-------- Data for the task --------

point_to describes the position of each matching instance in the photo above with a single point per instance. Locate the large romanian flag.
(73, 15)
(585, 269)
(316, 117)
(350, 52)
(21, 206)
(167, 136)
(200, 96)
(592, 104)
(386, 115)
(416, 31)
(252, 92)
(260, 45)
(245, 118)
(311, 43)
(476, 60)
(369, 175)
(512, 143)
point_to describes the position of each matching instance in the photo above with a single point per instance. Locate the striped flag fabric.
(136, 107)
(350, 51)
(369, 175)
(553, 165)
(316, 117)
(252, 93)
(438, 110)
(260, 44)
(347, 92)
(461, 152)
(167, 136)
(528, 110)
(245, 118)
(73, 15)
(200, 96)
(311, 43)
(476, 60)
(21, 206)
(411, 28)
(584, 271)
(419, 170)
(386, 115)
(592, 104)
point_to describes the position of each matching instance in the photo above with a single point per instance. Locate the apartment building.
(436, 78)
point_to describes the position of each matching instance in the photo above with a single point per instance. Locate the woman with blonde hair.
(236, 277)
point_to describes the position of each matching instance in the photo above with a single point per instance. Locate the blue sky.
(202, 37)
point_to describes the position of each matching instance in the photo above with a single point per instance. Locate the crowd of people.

--------

Exercise details: Convert the lines above into a JSON list of strings with one string per line, leaving out any blank lines.

Result of this task:
[
  "point_to describes the position of each matching instance in the photo above with a single point per instance. Locate the large romanian flag.",
  "(73, 15)",
  "(585, 269)",
  "(316, 117)",
  "(350, 52)",
  "(21, 206)",
  "(167, 136)",
  "(200, 96)",
  "(592, 104)",
  "(386, 115)",
  "(416, 31)",
  "(252, 92)",
  "(260, 45)",
  "(245, 118)",
  "(311, 43)",
  "(476, 60)",
  "(369, 175)",
  "(512, 143)",
  "point_to describes the position of each matching instance in the photo above with a single point per instance. Locate the striped flag fabric.",
  "(136, 107)",
  "(350, 51)",
  "(369, 175)",
  "(553, 165)",
  "(316, 117)",
  "(252, 93)",
  "(438, 110)",
  "(260, 44)",
  "(347, 92)",
  "(461, 152)",
  "(167, 136)",
  "(528, 110)",
  "(245, 118)",
  "(73, 15)",
  "(200, 96)",
  "(311, 43)",
  "(476, 60)",
  "(21, 206)",
  "(411, 28)",
  "(584, 271)",
  "(419, 170)",
  "(386, 115)",
  "(592, 104)",
  "point_to describes the position of each matching instance in the photo above with a single point per instance. Locate the apartment building.",
  "(436, 78)",
  "point_to describes the position of each matching instance in the photo above with a single point per instance. Locate the woman with blonde hair.",
  "(236, 277)",
  "point_to describes the position of each matching instance in the photo above with a single point per instance. Locate the blue sky.",
  "(202, 37)",
  "point_to describes the position of each matching instance in the photo above with a single point per instance. Locate the crowd of people."
]